### Exercise directions
What follows is a listing. Return every line of it exactly.

### Supplied information
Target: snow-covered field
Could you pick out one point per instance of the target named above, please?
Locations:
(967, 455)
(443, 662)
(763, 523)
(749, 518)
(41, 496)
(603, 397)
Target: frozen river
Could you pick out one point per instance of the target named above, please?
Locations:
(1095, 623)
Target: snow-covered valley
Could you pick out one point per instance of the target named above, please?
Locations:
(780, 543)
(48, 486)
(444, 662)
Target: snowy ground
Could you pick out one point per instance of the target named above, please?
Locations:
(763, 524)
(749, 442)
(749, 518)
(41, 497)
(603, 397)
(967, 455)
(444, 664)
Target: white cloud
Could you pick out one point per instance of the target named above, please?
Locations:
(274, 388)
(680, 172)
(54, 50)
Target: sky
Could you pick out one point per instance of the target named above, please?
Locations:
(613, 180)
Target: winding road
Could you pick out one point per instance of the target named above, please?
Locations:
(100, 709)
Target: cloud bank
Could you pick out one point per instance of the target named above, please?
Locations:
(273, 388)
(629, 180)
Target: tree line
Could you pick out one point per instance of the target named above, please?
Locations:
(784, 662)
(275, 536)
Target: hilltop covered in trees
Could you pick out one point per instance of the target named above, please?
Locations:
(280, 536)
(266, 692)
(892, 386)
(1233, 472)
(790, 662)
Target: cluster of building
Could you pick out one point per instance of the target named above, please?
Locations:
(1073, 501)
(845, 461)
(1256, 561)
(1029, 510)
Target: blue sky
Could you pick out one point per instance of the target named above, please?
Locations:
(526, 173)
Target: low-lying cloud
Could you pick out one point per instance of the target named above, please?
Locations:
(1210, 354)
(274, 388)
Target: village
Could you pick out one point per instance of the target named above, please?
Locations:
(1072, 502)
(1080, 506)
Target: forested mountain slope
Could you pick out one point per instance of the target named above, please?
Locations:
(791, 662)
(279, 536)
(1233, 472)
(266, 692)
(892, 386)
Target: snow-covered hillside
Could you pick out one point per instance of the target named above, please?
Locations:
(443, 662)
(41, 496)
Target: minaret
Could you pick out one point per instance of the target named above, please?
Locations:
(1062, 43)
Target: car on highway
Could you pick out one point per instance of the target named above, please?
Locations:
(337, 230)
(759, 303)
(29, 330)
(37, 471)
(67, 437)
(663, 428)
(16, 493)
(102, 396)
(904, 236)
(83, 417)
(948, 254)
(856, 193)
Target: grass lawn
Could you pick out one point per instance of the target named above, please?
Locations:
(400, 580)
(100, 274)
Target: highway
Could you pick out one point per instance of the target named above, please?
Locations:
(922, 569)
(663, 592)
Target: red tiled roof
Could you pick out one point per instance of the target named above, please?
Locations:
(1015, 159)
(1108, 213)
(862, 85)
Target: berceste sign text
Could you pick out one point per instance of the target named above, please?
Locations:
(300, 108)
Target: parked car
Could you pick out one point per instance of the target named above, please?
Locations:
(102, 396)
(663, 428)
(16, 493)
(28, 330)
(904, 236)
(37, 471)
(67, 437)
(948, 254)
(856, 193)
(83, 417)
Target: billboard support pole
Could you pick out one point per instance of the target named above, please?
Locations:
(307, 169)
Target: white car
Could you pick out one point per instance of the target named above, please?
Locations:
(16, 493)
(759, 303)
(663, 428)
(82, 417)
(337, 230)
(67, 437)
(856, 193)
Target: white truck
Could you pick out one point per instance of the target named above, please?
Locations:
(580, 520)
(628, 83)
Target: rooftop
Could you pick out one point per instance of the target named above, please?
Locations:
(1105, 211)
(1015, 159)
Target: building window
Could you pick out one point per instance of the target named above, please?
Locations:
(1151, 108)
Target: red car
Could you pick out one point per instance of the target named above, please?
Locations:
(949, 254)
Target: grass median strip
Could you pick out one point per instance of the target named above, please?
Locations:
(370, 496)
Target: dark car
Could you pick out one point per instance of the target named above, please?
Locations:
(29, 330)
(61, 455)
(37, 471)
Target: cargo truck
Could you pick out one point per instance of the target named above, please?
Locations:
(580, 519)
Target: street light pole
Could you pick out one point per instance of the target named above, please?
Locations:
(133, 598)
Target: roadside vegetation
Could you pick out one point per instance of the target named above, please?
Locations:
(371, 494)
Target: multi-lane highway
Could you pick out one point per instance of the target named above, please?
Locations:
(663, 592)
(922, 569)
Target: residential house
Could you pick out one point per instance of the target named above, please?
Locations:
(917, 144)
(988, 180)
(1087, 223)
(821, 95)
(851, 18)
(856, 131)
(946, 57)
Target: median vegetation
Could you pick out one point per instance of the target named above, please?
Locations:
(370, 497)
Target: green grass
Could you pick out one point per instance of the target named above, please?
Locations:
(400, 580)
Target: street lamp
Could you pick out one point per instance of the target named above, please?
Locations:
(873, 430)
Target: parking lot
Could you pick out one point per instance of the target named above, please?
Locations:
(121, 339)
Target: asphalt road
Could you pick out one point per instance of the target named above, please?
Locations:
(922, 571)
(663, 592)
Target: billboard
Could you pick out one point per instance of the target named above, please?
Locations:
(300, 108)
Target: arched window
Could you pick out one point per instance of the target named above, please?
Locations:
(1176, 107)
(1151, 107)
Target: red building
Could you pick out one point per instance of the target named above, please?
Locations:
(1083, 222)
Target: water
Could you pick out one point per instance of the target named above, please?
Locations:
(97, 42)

### Reply to the task
Target: snow-covered field
Could you pick out one point per instance of the target named above, please?
Locations:
(967, 455)
(443, 662)
(763, 523)
(749, 518)
(41, 496)
(603, 397)
Target: frozen river
Could you pick out one point per instance of the target named above, please?
Locations:
(1095, 623)
Target: snow-covered valley
Could you pick out one point per instance of the target named above, please?
Locations:
(780, 543)
(48, 486)
(444, 662)
Target: snowy ground
Could you pick out one point per instance of the target named above, please?
Locations:
(763, 524)
(749, 442)
(749, 518)
(41, 497)
(603, 397)
(967, 455)
(444, 664)
Target: white cloud
Could you pick out one point per instance of the target named above, please?
Locations:
(274, 388)
(680, 172)
(54, 50)
Target: sky
Could you pick out one point per instance of the target named above, please?
Locations:
(613, 180)
Target: winding road
Could you pick out one point per instance of the target named above, please?
Locations:
(100, 709)
Target: cloud bank
Could you pick out one point per instance of the target named above, please?
Locations:
(273, 388)
(629, 180)
Target: tree line
Could you pick out one point per instance of the target named above, please?
Locations:
(784, 662)
(275, 536)
Target: hilltop covered in trees
Could you pick out one point per instance of the target named above, please?
Locations:
(280, 536)
(266, 692)
(892, 386)
(1233, 472)
(790, 662)
Target: cluster of building
Could you pick out one point per instance of the target named above, please?
Locations:
(1073, 501)
(845, 461)
(1256, 561)
(1029, 510)
Target: blue sky
Could you pick out one point per instance of the target named above, please?
Locations:
(526, 173)
Target: low-lying cloud
Could you pick out one point per instance of the target named above, please?
Locations:
(1210, 354)
(274, 388)
Target: village
Could you pick out one point per instance of the target named above, please?
Locations:
(1072, 502)
(1080, 506)
Target: forested mountain slope
Could you pick out one point per instance of the target named above, please?
Locations:
(791, 662)
(279, 536)
(1233, 472)
(266, 692)
(892, 386)
Target: snow-covered hillside
Could you pick out one point per instance of the target named above, please?
Locations:
(443, 662)
(41, 496)
Target: minaret
Could you pick out one point per instance of the target named above, please?
Locations:
(1062, 43)
Target: car on highway
Could you pick out one point per instance of the target named above, please?
Locations:
(337, 230)
(759, 303)
(29, 330)
(37, 471)
(67, 437)
(663, 428)
(16, 493)
(102, 396)
(904, 236)
(83, 417)
(948, 254)
(856, 193)
Target: grass lawn
Could you pick out one point per instance of the target named above, please?
Locations:
(400, 580)
(100, 274)
Target: highway
Could you pick out one point per instance of the target named above, please?
Locations:
(922, 569)
(663, 592)
Target: red tiled roof
Could you pick out one point per instance of the target named above, please?
Locations:
(1015, 159)
(1108, 213)
(862, 85)
Target: berceste sign text
Could you pick out one point per instance of the target named above, please?
Locations:
(300, 108)
Target: parked car
Could you pick out one point per instance of the target named above, please?
Locations:
(102, 396)
(663, 428)
(16, 493)
(28, 330)
(904, 236)
(37, 471)
(67, 437)
(948, 254)
(856, 193)
(83, 417)
Target: billboard support pole
Could you pick out one point per instance of the target named above, please?
Locations:
(307, 169)
Target: white car
Could you pick out one point per instance of the target named above, please?
Locations:
(16, 493)
(759, 303)
(663, 428)
(82, 417)
(337, 230)
(67, 437)
(856, 193)
Target: white truck
Could you pick out one point per instance of the target named above, please?
Locations:
(580, 520)
(628, 83)
Target: rooftop
Could you pick out one point per instance of the target named above, please?
Locations:
(1105, 211)
(1015, 159)
Target: building window
Could you pick out one point per instance of the target named above, please?
Locations:
(1151, 108)
Target: red car
Could you pick out one point per instance of the target named above, please?
Locations:
(949, 254)
Target: grass median strip
Could you pick out one point per instance of the target named above, please?
Locations:
(370, 496)
Target: dark car
Could you pick out one point per instance of the target named above, please?
Locations:
(29, 330)
(61, 455)
(37, 471)
Target: cargo truck
Could you pick out one point per instance of the target named above, please?
Locations:
(580, 519)
Target: street light pole
Could you pick out one point per instance of the target named above, please?
Locations:
(133, 598)
Target: roadside vegetation
Could you pick out one point per instance of the target named above, please?
Locations:
(371, 494)
Target: multi-lane highway
Could you pick out one point per instance of the target named above, please?
Locations:
(663, 592)
(922, 569)
Target: residential house
Could you pick out one point per instance of the target named above, please?
Locations:
(917, 144)
(988, 180)
(1087, 223)
(821, 95)
(851, 18)
(856, 131)
(946, 57)
Target: median vegetation
Could you pick out one point per instance of the target named above, please?
Locations:
(370, 497)
Target: green grass
Could you pick out one point per instance of the target named above, please?
Locations:
(400, 580)
Target: street lamp
Could you pick out one point per instance of the target named above, please?
Locations:
(873, 430)
Target: parking lot
Could you pick out one point per instance of the target named above, please?
Locations:
(121, 339)
Target: asphalt road
Could you pick out one point per instance of the target named above, please?
Locations:
(922, 571)
(663, 592)
Target: billboard
Could you pick out one point per instance of the target named above, please?
Locations:
(300, 108)
Target: arched window
Could you pick out one point per instance of the target named above, please?
Locations:
(1176, 107)
(1151, 107)
Target: red building
Could you pick out one point per instance of the target named above, please?
Locations:
(1083, 222)
Target: water
Could you pick out one point per instance of the target named above, please?
Locations:
(97, 42)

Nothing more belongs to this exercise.